TASK
Pick out and copy every line below that has the word "cabinet".

□ □ □ □

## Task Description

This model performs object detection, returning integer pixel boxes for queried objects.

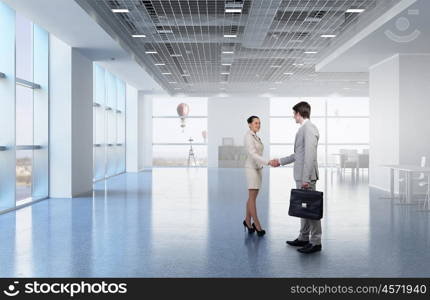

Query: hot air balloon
[176,103,189,131]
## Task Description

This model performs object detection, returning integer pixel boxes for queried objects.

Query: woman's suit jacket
[244,130,268,169]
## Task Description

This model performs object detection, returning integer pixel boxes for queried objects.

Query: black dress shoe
[297,244,322,254]
[286,239,309,247]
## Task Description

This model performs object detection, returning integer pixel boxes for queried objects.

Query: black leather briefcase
[288,189,324,220]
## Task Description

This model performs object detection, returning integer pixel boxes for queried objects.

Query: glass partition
[93,63,126,181]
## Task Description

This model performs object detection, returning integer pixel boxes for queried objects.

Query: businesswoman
[243,116,269,236]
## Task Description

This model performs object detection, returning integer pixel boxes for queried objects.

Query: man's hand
[301,182,310,189]
[269,159,280,167]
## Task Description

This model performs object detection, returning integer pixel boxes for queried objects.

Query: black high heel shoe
[252,223,266,237]
[243,220,255,234]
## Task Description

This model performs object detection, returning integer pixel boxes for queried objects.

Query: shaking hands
[268,159,281,167]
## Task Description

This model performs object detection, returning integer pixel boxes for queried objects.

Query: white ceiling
[2,0,162,92]
[6,0,422,97]
[316,0,430,72]
[75,0,394,97]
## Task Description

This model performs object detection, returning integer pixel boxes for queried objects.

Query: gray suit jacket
[279,120,319,183]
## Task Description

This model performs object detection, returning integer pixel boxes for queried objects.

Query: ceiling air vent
[139,0,160,24]
[107,0,121,9]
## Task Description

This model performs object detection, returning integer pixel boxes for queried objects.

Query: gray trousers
[295,180,322,245]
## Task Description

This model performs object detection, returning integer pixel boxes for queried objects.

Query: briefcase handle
[300,186,312,190]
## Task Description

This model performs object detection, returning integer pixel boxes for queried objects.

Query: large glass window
[152,96,208,167]
[270,97,369,167]
[0,3,49,211]
[93,63,126,181]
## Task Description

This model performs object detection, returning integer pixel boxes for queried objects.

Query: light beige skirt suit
[244,130,269,189]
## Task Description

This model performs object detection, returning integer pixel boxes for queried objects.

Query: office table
[381,164,430,204]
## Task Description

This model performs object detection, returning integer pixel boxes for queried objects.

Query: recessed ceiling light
[304,51,318,54]
[321,34,336,38]
[157,29,173,34]
[275,81,282,84]
[168,82,177,84]
[112,8,129,13]
[222,51,234,54]
[221,63,232,66]
[132,34,146,38]
[224,34,237,38]
[292,63,304,67]
[221,72,230,75]
[283,72,294,75]
[269,87,277,90]
[182,74,191,77]
[170,54,182,57]
[154,63,165,66]
[270,65,281,68]
[162,73,172,75]
[225,8,242,13]
[346,8,365,13]
[145,51,157,54]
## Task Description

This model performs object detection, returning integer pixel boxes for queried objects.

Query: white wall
[49,35,72,197]
[207,96,270,168]
[71,48,93,196]
[370,54,430,191]
[398,54,430,165]
[49,35,93,198]
[369,55,400,191]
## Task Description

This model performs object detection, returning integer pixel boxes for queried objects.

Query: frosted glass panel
[0,1,16,209]
[94,64,105,104]
[32,24,49,200]
[15,14,33,82]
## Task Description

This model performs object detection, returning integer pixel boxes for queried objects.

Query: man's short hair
[293,101,311,119]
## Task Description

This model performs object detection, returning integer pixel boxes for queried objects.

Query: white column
[369,54,430,191]
[139,92,153,169]
[49,35,93,198]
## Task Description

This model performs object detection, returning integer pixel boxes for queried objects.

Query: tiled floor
[0,167,429,277]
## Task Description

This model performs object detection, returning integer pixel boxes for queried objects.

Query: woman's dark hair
[247,116,260,124]
[292,101,311,119]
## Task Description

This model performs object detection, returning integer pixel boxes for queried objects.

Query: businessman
[270,101,321,254]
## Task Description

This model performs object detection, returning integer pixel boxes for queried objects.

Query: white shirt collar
[300,119,309,127]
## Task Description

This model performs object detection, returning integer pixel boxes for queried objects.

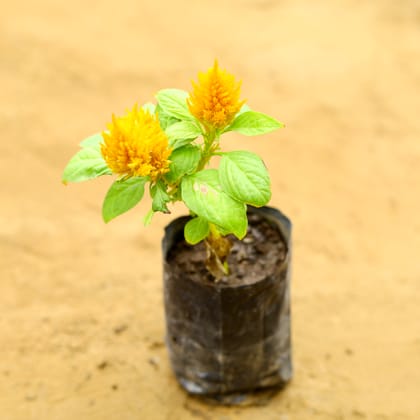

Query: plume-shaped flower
[187,61,245,130]
[101,106,171,181]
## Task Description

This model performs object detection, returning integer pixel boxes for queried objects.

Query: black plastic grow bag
[162,206,292,397]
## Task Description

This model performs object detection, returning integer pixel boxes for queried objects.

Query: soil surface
[1,1,420,419]
[167,211,287,286]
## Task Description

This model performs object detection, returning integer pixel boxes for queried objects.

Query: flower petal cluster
[101,106,171,181]
[187,60,245,129]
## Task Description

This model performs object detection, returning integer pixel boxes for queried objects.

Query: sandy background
[1,0,420,419]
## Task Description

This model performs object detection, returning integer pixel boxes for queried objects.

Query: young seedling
[63,61,284,279]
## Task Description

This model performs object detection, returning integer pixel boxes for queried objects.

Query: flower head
[187,60,245,130]
[101,106,171,181]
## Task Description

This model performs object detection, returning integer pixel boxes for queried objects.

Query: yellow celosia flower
[101,106,171,181]
[187,60,245,130]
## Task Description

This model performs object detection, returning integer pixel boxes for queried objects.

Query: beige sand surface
[1,1,420,419]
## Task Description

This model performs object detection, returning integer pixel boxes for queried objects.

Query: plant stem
[205,223,232,281]
[197,130,220,171]
[196,128,232,280]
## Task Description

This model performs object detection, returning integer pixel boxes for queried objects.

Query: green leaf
[226,111,284,136]
[184,217,210,245]
[102,177,147,223]
[151,181,171,213]
[156,103,180,130]
[169,137,195,150]
[181,169,247,239]
[62,147,111,183]
[165,145,201,184]
[79,133,103,149]
[165,120,202,149]
[142,102,156,114]
[219,151,271,207]
[155,89,193,121]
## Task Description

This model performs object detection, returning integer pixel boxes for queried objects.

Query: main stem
[197,130,220,171]
[196,129,233,280]
[205,223,232,281]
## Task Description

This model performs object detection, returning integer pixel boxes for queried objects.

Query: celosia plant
[63,61,284,278]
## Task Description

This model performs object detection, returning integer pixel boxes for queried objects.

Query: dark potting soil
[166,212,287,287]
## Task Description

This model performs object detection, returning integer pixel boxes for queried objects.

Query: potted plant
[62,61,292,401]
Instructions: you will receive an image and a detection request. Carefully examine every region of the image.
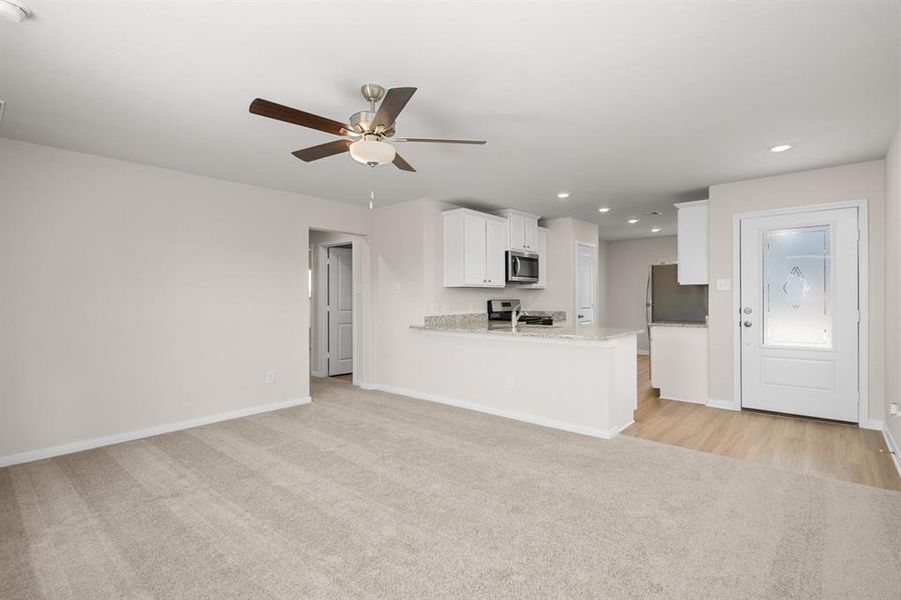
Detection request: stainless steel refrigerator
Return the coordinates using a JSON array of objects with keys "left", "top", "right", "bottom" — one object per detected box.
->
[
  {"left": 645, "top": 263, "right": 708, "bottom": 325},
  {"left": 645, "top": 263, "right": 708, "bottom": 377}
]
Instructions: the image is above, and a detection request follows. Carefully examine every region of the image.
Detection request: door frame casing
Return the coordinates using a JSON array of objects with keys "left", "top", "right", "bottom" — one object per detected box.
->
[
  {"left": 315, "top": 238, "right": 356, "bottom": 382},
  {"left": 574, "top": 241, "right": 598, "bottom": 326},
  {"left": 730, "top": 199, "right": 870, "bottom": 427}
]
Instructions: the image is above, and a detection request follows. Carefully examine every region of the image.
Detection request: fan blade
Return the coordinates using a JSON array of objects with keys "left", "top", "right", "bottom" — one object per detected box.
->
[
  {"left": 392, "top": 152, "right": 416, "bottom": 172},
  {"left": 372, "top": 87, "right": 417, "bottom": 131},
  {"left": 250, "top": 98, "right": 349, "bottom": 136},
  {"left": 394, "top": 137, "right": 486, "bottom": 145},
  {"left": 291, "top": 139, "right": 351, "bottom": 162}
]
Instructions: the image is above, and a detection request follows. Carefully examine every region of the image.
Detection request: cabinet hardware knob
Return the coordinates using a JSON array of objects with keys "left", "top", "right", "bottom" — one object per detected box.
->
[{"left": 743, "top": 321, "right": 752, "bottom": 327}]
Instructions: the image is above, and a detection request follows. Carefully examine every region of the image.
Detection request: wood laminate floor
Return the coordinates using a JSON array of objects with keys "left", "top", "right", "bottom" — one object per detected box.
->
[{"left": 624, "top": 355, "right": 901, "bottom": 491}]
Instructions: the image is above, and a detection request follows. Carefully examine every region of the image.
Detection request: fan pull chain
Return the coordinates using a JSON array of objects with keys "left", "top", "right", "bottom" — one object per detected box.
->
[{"left": 368, "top": 164, "right": 376, "bottom": 210}]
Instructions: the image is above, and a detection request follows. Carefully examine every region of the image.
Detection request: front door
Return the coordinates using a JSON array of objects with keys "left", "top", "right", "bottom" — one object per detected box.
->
[
  {"left": 739, "top": 207, "right": 859, "bottom": 421},
  {"left": 575, "top": 243, "right": 596, "bottom": 326},
  {"left": 327, "top": 246, "right": 353, "bottom": 376}
]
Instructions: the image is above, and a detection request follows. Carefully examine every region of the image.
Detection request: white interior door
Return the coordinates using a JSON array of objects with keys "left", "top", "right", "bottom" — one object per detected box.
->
[
  {"left": 327, "top": 246, "right": 353, "bottom": 376},
  {"left": 739, "top": 207, "right": 859, "bottom": 421},
  {"left": 575, "top": 243, "right": 596, "bottom": 326}
]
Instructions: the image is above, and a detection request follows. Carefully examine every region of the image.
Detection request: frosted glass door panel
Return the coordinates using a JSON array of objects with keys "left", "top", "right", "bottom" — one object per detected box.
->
[{"left": 762, "top": 225, "right": 831, "bottom": 348}]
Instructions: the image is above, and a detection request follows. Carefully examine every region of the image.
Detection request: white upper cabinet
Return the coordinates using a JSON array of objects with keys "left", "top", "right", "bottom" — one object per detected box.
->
[
  {"left": 462, "top": 213, "right": 487, "bottom": 285},
  {"left": 674, "top": 200, "right": 709, "bottom": 285},
  {"left": 485, "top": 218, "right": 507, "bottom": 286},
  {"left": 495, "top": 209, "right": 540, "bottom": 252},
  {"left": 444, "top": 208, "right": 506, "bottom": 288}
]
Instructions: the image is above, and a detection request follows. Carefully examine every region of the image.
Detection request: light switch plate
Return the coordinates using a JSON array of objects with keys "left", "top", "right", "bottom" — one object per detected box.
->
[{"left": 716, "top": 278, "right": 731, "bottom": 291}]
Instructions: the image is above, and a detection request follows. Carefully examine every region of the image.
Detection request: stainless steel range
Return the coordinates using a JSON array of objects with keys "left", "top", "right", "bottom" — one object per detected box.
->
[{"left": 486, "top": 299, "right": 554, "bottom": 326}]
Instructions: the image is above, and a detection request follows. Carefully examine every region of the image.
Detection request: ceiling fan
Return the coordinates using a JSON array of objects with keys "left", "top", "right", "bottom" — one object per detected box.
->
[{"left": 249, "top": 84, "right": 486, "bottom": 173}]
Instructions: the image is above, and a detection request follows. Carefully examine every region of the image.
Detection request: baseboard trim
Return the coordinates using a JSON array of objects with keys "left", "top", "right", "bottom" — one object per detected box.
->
[
  {"left": 0, "top": 397, "right": 312, "bottom": 468},
  {"left": 860, "top": 419, "right": 884, "bottom": 431},
  {"left": 637, "top": 349, "right": 650, "bottom": 356},
  {"left": 371, "top": 383, "right": 627, "bottom": 440},
  {"left": 706, "top": 398, "right": 741, "bottom": 411},
  {"left": 881, "top": 426, "right": 901, "bottom": 480},
  {"left": 660, "top": 395, "right": 706, "bottom": 405}
]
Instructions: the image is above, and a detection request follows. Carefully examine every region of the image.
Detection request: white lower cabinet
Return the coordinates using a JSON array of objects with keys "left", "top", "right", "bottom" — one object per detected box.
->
[
  {"left": 649, "top": 325, "right": 708, "bottom": 404},
  {"left": 444, "top": 208, "right": 506, "bottom": 287}
]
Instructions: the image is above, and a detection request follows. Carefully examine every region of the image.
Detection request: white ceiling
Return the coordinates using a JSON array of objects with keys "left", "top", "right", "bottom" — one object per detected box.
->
[{"left": 0, "top": 1, "right": 897, "bottom": 240}]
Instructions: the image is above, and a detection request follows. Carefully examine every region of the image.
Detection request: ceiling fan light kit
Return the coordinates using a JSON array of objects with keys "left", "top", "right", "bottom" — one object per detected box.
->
[
  {"left": 349, "top": 136, "right": 396, "bottom": 166},
  {"left": 0, "top": 0, "right": 29, "bottom": 22},
  {"left": 249, "top": 82, "right": 486, "bottom": 174}
]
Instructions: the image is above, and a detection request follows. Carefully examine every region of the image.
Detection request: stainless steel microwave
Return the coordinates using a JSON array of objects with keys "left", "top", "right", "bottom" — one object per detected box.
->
[{"left": 506, "top": 250, "right": 539, "bottom": 283}]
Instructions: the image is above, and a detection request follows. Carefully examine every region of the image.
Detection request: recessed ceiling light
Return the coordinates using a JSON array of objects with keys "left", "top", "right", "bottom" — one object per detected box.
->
[
  {"left": 0, "top": 0, "right": 29, "bottom": 22},
  {"left": 598, "top": 207, "right": 610, "bottom": 213},
  {"left": 651, "top": 227, "right": 662, "bottom": 233},
  {"left": 628, "top": 218, "right": 640, "bottom": 224},
  {"left": 770, "top": 144, "right": 792, "bottom": 153},
  {"left": 556, "top": 192, "right": 571, "bottom": 199}
]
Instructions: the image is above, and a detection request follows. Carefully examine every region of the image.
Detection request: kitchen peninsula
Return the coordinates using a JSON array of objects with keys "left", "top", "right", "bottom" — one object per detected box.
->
[{"left": 404, "top": 316, "right": 640, "bottom": 439}]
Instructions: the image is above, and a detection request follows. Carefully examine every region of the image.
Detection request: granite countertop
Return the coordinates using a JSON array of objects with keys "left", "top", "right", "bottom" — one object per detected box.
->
[
  {"left": 649, "top": 321, "right": 708, "bottom": 328},
  {"left": 410, "top": 322, "right": 642, "bottom": 342}
]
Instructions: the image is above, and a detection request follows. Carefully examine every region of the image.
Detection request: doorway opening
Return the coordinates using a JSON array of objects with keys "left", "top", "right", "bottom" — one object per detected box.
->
[
  {"left": 310, "top": 230, "right": 358, "bottom": 385},
  {"left": 575, "top": 242, "right": 597, "bottom": 326}
]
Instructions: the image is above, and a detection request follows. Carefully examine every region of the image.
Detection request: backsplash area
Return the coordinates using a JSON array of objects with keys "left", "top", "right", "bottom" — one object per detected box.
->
[{"left": 424, "top": 310, "right": 567, "bottom": 328}]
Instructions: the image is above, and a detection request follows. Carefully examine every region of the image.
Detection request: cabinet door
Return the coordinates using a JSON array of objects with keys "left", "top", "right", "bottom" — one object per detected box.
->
[
  {"left": 677, "top": 204, "right": 709, "bottom": 284},
  {"left": 508, "top": 213, "right": 526, "bottom": 250},
  {"left": 463, "top": 214, "right": 487, "bottom": 285},
  {"left": 522, "top": 216, "right": 538, "bottom": 251},
  {"left": 486, "top": 219, "right": 506, "bottom": 287}
]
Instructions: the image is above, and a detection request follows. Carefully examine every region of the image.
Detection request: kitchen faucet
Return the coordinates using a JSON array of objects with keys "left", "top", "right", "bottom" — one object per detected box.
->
[{"left": 511, "top": 303, "right": 523, "bottom": 331}]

□ □ □ □

RESULT OF THE TASK
Detection request: cabinet hardware knob
Detection request: white upper cabinet
Detection request: white lower cabinet
Detection request: cabinet door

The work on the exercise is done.